== EXERCISE A ==
Answer these questions from the natural gardening passage:
(i) In what region does the writer live?
(ii) How does the tropical kingbird catch flying insects?
(iii) What does the passage say restoring a balance using natural predators is much better than?
== EXERCISE B ==
List every reason the natural gardening passage gives for choosing to have a vegetable garden.

Benefits of Natural Gardening
Stop and remind yourself why you opted to have a vegetable garden.
- You want healthier food for you and your family.
- You don't like GMO foods which are offered in store although not labeled, depending on where you live.
- You want to save money
- You want better-tasting food
Any or all of these are commendable reasons for starting a vegetable patch and to consider spraying insecticide on your precious crop, which you have spent so much time on, just seems wrong.
Restoring a balance using natural predators is much better than reaching for the bug spray. For many of us, we feel the need to grow things as winter falls away and spring begins. In our eagerness to get outside and till the soil, we forget that we need to work with nature and not against it. Take a step back and see how 'unnatural ' you have made your area. Let's assume Mother Nature knows what she is doing and it's only humans who have caused her system to fail. If your garden isn't natural you are leaving yourself wide open to an array of potential problems including insect infestation.
Best Birds for Pest Control
Birds are one of Mother Nature's greatest bug killers. I never appreciated how many insects are consumed by our resident birds until I stopped and watched them. I live in the northeast of Brazil and from the vantage point of my hammock, I watch a variety of birds. Their hunting techniques vary. Some such as the tropical kingbird dive at flying insects, catching them in mid-flight, with an audible clap of the beak. They eat an assortment of flying insects including butterflies.

== EXTRACTED RECORDS ==
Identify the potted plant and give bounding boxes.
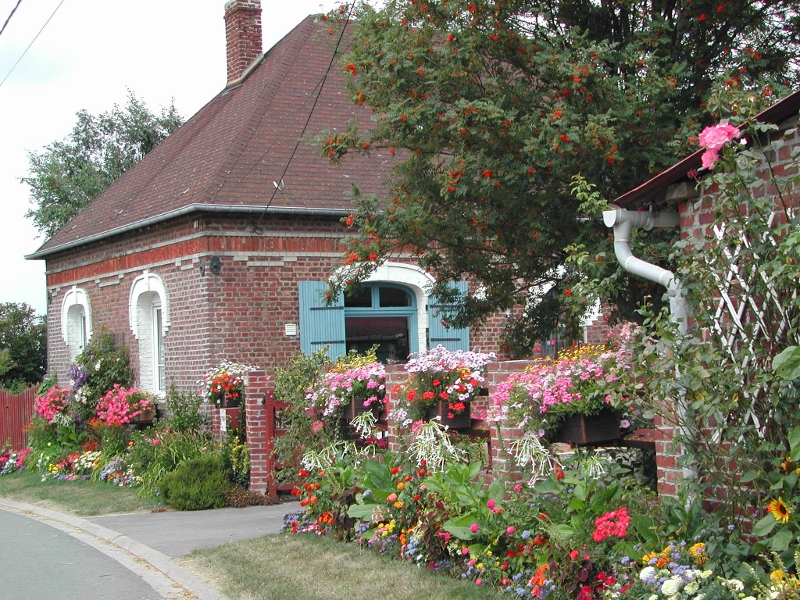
[97,384,154,427]
[489,330,631,445]
[306,348,386,422]
[398,346,495,428]
[200,360,257,408]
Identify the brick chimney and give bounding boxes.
[225,0,263,83]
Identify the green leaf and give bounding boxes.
[347,504,378,521]
[739,469,758,483]
[772,346,800,381]
[770,529,794,552]
[752,514,777,537]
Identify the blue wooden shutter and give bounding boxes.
[428,281,470,351]
[298,281,347,359]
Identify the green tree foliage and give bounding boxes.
[321,0,799,353]
[22,91,183,238]
[0,302,47,391]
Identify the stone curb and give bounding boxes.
[0,498,228,600]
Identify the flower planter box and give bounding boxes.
[342,398,383,423]
[131,409,154,425]
[425,401,472,429]
[555,409,620,446]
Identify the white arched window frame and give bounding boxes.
[356,262,436,349]
[128,271,170,393]
[61,286,92,359]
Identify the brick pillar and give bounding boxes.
[653,415,683,497]
[244,371,272,493]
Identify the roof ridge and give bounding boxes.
[199,15,314,204]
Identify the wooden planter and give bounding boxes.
[555,409,620,446]
[425,401,472,429]
[131,409,155,424]
[342,398,383,423]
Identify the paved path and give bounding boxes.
[0,498,298,600]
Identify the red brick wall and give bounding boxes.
[42,214,505,390]
[656,118,800,495]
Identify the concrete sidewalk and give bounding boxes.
[0,498,299,600]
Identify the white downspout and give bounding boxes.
[603,209,687,333]
[603,209,697,488]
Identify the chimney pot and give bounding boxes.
[225,0,263,84]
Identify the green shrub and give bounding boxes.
[158,386,209,431]
[128,430,216,497]
[161,456,231,510]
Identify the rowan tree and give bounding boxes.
[321,0,800,354]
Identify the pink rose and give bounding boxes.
[700,148,719,170]
[700,123,740,150]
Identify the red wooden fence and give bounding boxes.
[0,385,39,450]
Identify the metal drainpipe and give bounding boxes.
[603,209,697,486]
[603,209,687,333]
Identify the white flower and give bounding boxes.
[723,579,744,592]
[639,567,656,581]
[661,577,681,598]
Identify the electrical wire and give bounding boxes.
[0,0,64,87]
[253,0,356,232]
[0,0,22,35]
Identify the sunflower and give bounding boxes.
[767,498,792,523]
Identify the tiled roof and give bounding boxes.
[29,17,391,258]
[613,90,800,206]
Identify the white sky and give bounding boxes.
[0,0,340,314]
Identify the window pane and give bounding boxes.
[345,317,409,363]
[344,286,372,308]
[379,287,411,308]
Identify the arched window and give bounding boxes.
[299,262,469,361]
[128,271,169,393]
[61,286,92,360]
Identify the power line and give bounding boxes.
[0,0,22,35]
[0,0,64,87]
[253,0,356,230]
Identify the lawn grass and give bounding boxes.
[0,471,166,517]
[0,471,507,600]
[181,534,508,600]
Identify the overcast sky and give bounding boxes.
[0,0,339,314]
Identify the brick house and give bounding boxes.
[28,0,512,393]
[604,86,800,495]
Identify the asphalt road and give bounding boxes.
[0,510,164,600]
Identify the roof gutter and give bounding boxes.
[25,204,352,260]
[603,209,687,333]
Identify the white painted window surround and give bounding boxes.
[128,270,170,394]
[366,262,436,349]
[61,286,92,360]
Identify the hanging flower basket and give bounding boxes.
[131,409,153,423]
[555,409,620,446]
[425,400,472,429]
[342,398,383,423]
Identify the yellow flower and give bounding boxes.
[769,569,786,583]
[767,498,792,523]
[689,542,708,565]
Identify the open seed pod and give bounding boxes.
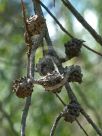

== TASK OUTPUT A ==
(i) The northeast of Brazil.
(ii) It dives at them and catches them in mid-flight, with an audible clap of the beak.
(iii) Reaching for the bug spray.

== TASK OUTPUT B ==
- You want healthier food for you and your family.
- You don't like GMO foods, which are offered in stores although not labeled, depending on where you live.
- You want to save money.
- You want better-tasting food.